● **Exercise objective**
Type out each record word for word. Pictures stay out.

***

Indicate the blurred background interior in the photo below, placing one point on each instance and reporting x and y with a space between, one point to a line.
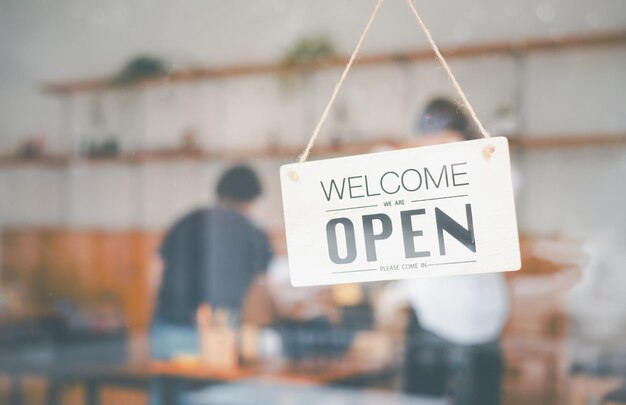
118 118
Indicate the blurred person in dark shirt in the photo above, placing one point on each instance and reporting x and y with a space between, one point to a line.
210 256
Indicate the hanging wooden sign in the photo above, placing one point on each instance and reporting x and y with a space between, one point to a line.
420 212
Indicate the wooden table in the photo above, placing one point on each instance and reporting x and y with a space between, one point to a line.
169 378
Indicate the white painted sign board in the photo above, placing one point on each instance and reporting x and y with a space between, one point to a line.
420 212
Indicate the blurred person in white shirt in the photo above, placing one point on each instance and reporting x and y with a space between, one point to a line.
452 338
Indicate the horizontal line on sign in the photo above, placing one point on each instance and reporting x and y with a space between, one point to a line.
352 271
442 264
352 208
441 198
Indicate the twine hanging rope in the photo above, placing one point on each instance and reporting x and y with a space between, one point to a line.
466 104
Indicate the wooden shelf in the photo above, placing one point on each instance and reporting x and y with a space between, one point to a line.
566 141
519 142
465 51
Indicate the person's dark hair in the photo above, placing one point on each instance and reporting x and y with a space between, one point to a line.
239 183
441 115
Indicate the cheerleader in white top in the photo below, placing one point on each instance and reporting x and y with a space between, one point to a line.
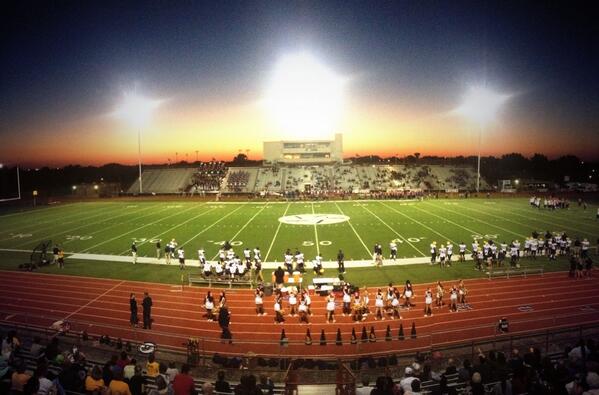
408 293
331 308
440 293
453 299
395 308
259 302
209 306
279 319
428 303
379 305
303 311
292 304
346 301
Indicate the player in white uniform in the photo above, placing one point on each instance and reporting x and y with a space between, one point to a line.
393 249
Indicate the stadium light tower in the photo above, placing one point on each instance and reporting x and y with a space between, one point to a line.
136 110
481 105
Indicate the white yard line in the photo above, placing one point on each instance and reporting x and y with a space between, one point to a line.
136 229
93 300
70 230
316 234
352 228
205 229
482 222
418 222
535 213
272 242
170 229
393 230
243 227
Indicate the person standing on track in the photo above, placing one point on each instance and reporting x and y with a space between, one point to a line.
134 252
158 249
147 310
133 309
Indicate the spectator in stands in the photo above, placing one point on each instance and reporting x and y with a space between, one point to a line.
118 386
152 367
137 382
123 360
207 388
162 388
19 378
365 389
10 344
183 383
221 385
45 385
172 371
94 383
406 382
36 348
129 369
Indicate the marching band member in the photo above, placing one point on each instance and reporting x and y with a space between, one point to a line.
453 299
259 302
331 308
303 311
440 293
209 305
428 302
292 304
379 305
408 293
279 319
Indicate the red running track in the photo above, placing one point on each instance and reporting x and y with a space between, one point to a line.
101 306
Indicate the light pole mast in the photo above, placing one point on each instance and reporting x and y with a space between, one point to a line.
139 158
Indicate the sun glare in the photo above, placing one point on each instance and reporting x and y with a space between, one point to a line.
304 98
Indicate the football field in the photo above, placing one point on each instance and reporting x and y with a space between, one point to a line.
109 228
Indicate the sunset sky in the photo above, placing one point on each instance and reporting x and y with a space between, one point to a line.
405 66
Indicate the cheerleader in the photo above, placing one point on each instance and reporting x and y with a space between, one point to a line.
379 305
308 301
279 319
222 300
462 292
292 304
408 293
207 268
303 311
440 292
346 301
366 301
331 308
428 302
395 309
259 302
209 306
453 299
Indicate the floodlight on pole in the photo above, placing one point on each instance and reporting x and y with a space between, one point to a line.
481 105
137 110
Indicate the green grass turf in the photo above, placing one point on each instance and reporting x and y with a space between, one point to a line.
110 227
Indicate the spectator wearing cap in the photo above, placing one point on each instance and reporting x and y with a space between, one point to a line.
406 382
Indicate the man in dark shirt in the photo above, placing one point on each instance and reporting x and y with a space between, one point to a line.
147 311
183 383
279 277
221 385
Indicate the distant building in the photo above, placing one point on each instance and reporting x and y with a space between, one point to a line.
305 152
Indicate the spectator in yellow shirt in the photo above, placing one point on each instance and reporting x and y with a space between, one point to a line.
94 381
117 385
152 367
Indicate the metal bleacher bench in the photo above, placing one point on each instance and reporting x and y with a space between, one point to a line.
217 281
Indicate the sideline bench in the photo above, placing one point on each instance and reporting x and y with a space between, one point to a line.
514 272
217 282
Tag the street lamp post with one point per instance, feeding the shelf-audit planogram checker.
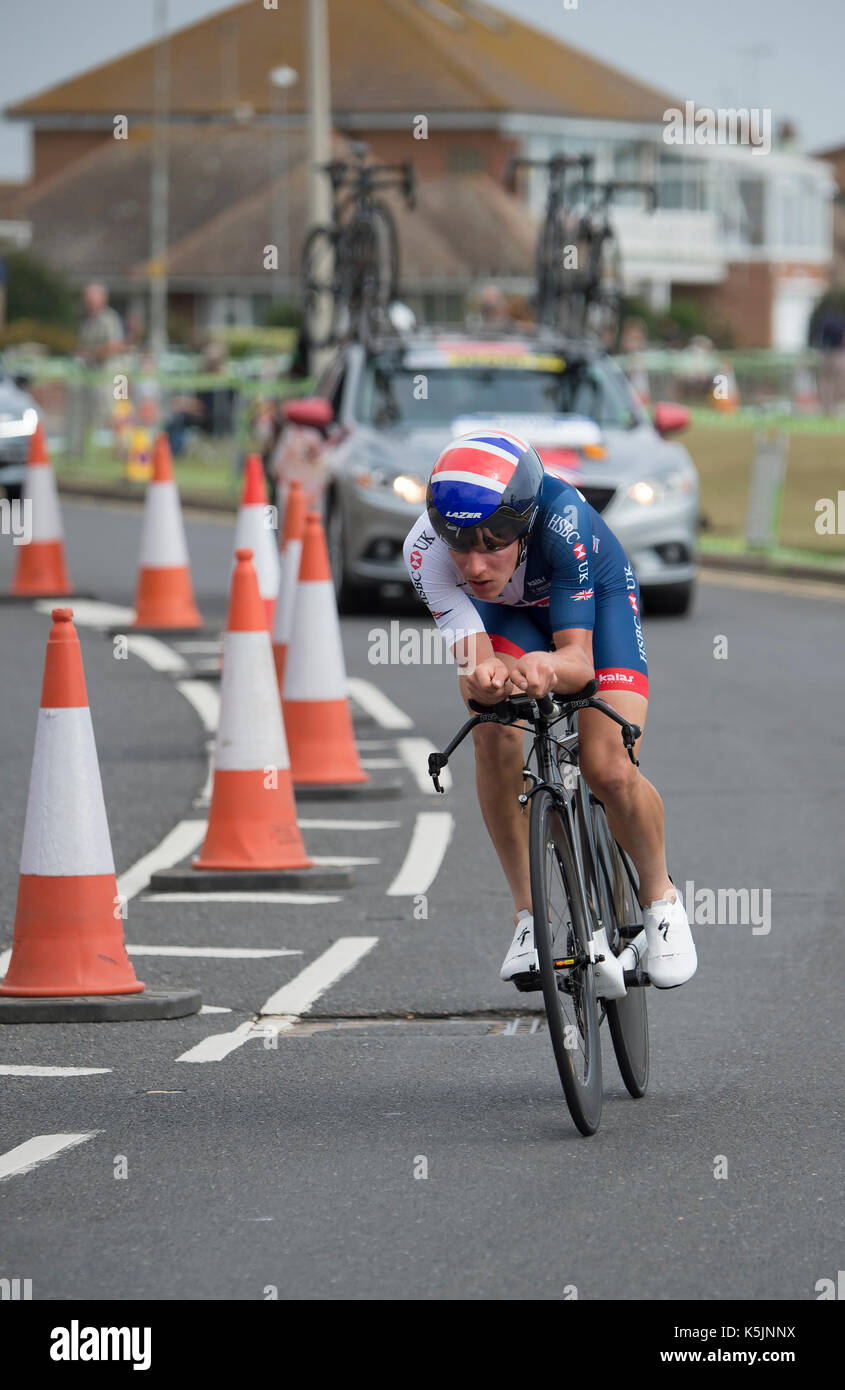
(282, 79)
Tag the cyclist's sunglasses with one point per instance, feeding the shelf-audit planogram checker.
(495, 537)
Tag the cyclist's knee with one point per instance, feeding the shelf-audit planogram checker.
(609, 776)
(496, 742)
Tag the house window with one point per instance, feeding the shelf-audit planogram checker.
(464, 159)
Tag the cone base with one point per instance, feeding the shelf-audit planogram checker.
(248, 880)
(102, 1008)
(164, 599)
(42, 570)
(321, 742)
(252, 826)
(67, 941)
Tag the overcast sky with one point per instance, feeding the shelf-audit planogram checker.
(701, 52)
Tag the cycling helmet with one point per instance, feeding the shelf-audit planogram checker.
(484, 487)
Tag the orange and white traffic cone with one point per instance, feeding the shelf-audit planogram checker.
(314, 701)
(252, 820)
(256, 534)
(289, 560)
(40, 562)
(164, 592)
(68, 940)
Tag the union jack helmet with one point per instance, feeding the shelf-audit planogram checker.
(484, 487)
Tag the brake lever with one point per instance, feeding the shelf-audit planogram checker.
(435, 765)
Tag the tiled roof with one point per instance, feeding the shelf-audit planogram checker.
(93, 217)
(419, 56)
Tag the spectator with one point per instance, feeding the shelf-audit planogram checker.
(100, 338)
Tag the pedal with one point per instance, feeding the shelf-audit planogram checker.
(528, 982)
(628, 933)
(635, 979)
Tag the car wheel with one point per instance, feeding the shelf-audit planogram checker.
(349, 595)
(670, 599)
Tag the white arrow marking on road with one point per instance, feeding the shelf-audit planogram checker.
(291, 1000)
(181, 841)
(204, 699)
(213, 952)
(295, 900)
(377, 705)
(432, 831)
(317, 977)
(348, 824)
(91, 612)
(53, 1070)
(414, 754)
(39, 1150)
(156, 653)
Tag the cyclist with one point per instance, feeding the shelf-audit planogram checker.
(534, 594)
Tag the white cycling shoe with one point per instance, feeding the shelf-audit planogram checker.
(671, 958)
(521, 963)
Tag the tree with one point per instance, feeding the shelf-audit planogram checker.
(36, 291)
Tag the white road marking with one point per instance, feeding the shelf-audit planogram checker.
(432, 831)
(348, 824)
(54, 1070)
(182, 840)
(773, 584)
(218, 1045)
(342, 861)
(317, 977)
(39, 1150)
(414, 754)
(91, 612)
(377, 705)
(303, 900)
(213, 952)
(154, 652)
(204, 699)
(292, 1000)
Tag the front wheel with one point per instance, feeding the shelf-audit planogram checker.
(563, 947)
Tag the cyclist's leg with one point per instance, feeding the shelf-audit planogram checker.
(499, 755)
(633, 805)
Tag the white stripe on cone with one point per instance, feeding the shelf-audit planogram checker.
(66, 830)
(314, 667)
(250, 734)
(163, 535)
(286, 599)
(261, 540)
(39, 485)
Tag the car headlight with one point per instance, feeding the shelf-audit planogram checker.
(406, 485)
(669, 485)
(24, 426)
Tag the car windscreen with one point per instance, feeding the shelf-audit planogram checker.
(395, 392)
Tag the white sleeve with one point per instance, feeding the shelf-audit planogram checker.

***

● **Task response**
Indicate the blurred background interior in the photo below, placing one point on each instance and reporting x and y with a space between, one point to a line.
118 118
Indicate the blurred person in dark shirt in the photo above, placing one point on each instance and reporting x and y with a space between, one point to a line.
210 256
Indicate the hanging wooden sign in the photo above, placing one point on each instance and reporting x and y with a space between, one point to a line.
420 212
Indicate the wooden table in the photo above, placing one point on each instance and reporting x and y with a space between, one point to a line.
169 378
Indicate the white painted sign board in the photo above, placing one point on each instance and reporting x and y with a space between, one point to a line.
420 212
Indicate the blurred person in white shirt in the photo above, placing one point on each instance and reporting x and y with a space between, one point to a line.
452 338
Indicate the horizontal line on sign in the photo above, placing one point on each instance and reporting x and y with a space between, one point to a line.
352 271
442 264
352 208
441 198
Indicate the twine hanging rope in the photo above, placing one point on each instance and reporting x and y with a space between, one point to a line.
466 104
Indicate the wooden shelf in the photo above, placing one point on each instance and reporting x and y with a space between, one point to a line.
566 141
519 142
465 51
Indicate the person's dark hair in the photo above, placing one point on each instance and reporting x and y with a space between, one point to a line.
239 183
441 115
Indicate the cheerleader in white top in the photo below, placing one point on each instance and reporting x and y with a space between, one point to a line.
408 293
331 308
440 293
453 299
395 308
259 302
209 306
279 319
428 303
379 305
303 311
292 304
346 301
Indicate the player in white uniform in the photo above, placing one point on each instance and reporting x and y with a space between, one point to a line.
393 249
Indicate the stadium light tower in the photo above, placing one point on each instance and reporting x and y with a space between, one point to a line.
136 110
481 105
Indicate the white yard line in the photo above, placing one point on each instance and reporting x and y with a space between, one point to a line.
136 229
93 300
70 230
316 234
352 228
205 229
482 222
418 222
535 213
272 242
170 229
393 230
243 227
Indicate the person standing on track in the photo above, placing one point on each instance and reporting x and y with a space between, one point to a line.
134 252
158 249
147 310
133 309
Indicate the spectator in stands in the photo above, placing one point on each instance and reporting x and y with a space between, one point to a line.
118 386
152 367
137 382
123 360
207 388
162 388
19 378
365 389
10 344
183 383
221 385
45 385
172 371
94 383
406 382
36 348
129 369
Indicate the marching band member in the photo above, placing one point on each instance and reporting x and y with a space between, one point to a line.
453 299
259 302
331 308
303 311
440 293
209 305
428 302
292 304
379 305
408 293
279 319
Indicate the red running track in the photo above, placing one point on each instance and reporting x and y with a space between, one point to a line.
101 306
Indicate the light pole mast in the photo above, placing one point on each instance and reporting x and y with a space between, one point to a line.
139 158
Indicate the sun glare in the photo above, placing one point on each instance and reporting x and y with a space between, one point to a line.
304 98
Indicate the football field in the photo above, placing one point on each instance and reporting x and y with a space between, one point to a line.
109 228
Indicate the sunset sky in the photo above, placing one point on each instance and reporting x and y with a space between, one point to a line.
405 66
Indicate the cheerleader in the photo above, placing one point on each instance and reporting x and y with a space between, one point to a line.
379 305
308 301
279 319
222 300
462 292
292 304
408 293
207 268
303 311
440 292
346 301
366 301
331 308
428 302
395 309
259 302
209 306
453 299
Indicate the floodlight on pole in the photo above, placing one point on each instance and reporting x and y with a space between, one point to a line.
481 105
137 110
Indicate the green grass turf in the photo above, placing one point on each instance and reporting x and y with a space between, one point to a line.
110 227
Indicate the spectator wearing cap in the photo above, placing one point on each instance and reporting x and y with a space between, one point to a line.
406 382
Indicate the man in dark shirt in the photo above, placing one point on each instance and reporting x and y with a space between, one point to a line.
147 311
183 383
279 277
221 385
Indicate the distant building in the photo above, placing one point on each instance and reporting x and y with a space between, one point to a line.
305 152
Indicate the spectator in yellow shirt in the photo above, placing one point on each instance and reporting x and y with a space between, one point to a line.
94 381
117 385
152 367
Indicate the metal bleacher bench in the photo above, placing one point on each instance and reporting x and y with a space between, one point to a line.
217 281
Indicate the sideline bench in the photo above, placing one point on each instance and reporting x and y with a space between, one point to a line.
514 272
217 282
Tag the street lamp post with one point per instance, feeding the shelf-audit planogram checker.
(282, 79)
Tag the cyclist's sunglasses with one point per instance, feeding the shelf-audit planogram checker.
(495, 537)
Tag the cyclist's knee with one point per instance, feeding the shelf-audit planogram checker.
(609, 776)
(496, 742)
Tag the house window with one point per instance, feeding the shelf-audit planogram checker.
(464, 159)
Tag the cone base with one point per instance, feeding the shelf-audit planogram checker.
(248, 880)
(102, 1008)
(164, 599)
(42, 570)
(321, 742)
(252, 826)
(67, 941)
Tag the overcast sky with one point per instance, feeding the shelf-audit planogram checker.
(701, 52)
Tag the cycling helmet with one point per instance, feeding the shelf-audit planogram checker.
(484, 487)
Tag the orange and white traffic cone with one point per instance, feeding the shelf-audit planogram checker.
(314, 701)
(252, 820)
(256, 534)
(289, 560)
(40, 562)
(164, 592)
(68, 940)
Tag the union jack helmet with one point per instance, feeding the shelf-audit planogram checker.
(484, 487)
Tag the brake lever with one point per instance, feeding the shelf-audit planogram checker.
(435, 765)
Tag the tiled roof with one point per instance, feeding the shelf-audit planogram checker.
(93, 217)
(419, 56)
Tag the spectator with one point per instance, feeding the shelf-audit planogram checker.
(100, 338)
Tag the pedal with one point per instance, feeding the shelf-audit planogram checker.
(528, 982)
(628, 933)
(635, 979)
Tag the car wheel with one point per instance, feeding the shelf-audit planogram checker.
(349, 595)
(670, 599)
Tag the white arrow marking on road with one point per instance, feeding the shelf-audit planogram checker.
(291, 1000)
(181, 841)
(204, 699)
(213, 952)
(295, 900)
(377, 705)
(432, 831)
(317, 977)
(348, 824)
(91, 612)
(53, 1070)
(414, 754)
(39, 1150)
(156, 653)
Tag the cyclist with one point per instance, feeding the shelf-audit planogram checker.
(534, 594)
Tag the white cycling shoe with one point per instance, feeding the shelf-audit planogram checker.
(671, 958)
(521, 963)
Tag the tree with one point per instance, feeding the shelf-audit planogram checker.
(36, 291)
Tag the white road marking with one point per instance, feeding the shelf-audit planogram checker.
(432, 831)
(348, 824)
(54, 1070)
(182, 840)
(773, 584)
(218, 1045)
(342, 861)
(317, 977)
(39, 1150)
(414, 754)
(91, 612)
(377, 705)
(303, 900)
(213, 952)
(154, 652)
(204, 699)
(292, 1000)
Tag the front wheel with one point per instance, feeding the shelf-audit planogram checker.
(563, 947)
Tag the cyclist's leg with one point per instance, feeding the shelf-audit planogram checker.
(499, 755)
(633, 805)
Tag the white stripe on cone with one point per instance, feeding the shelf-audit planogram checker.
(66, 830)
(314, 667)
(250, 734)
(163, 535)
(286, 599)
(261, 540)
(39, 485)
Tag the car headlight with one point per instance, feeding the shelf-audit planogram checker.
(406, 485)
(669, 485)
(24, 426)
Tag the car windscreen with one point per instance, feeding the shelf-audit planogram checker.
(395, 392)
Tag the white sleeve with one point per instance, feeding the shelf-audit planogram checker.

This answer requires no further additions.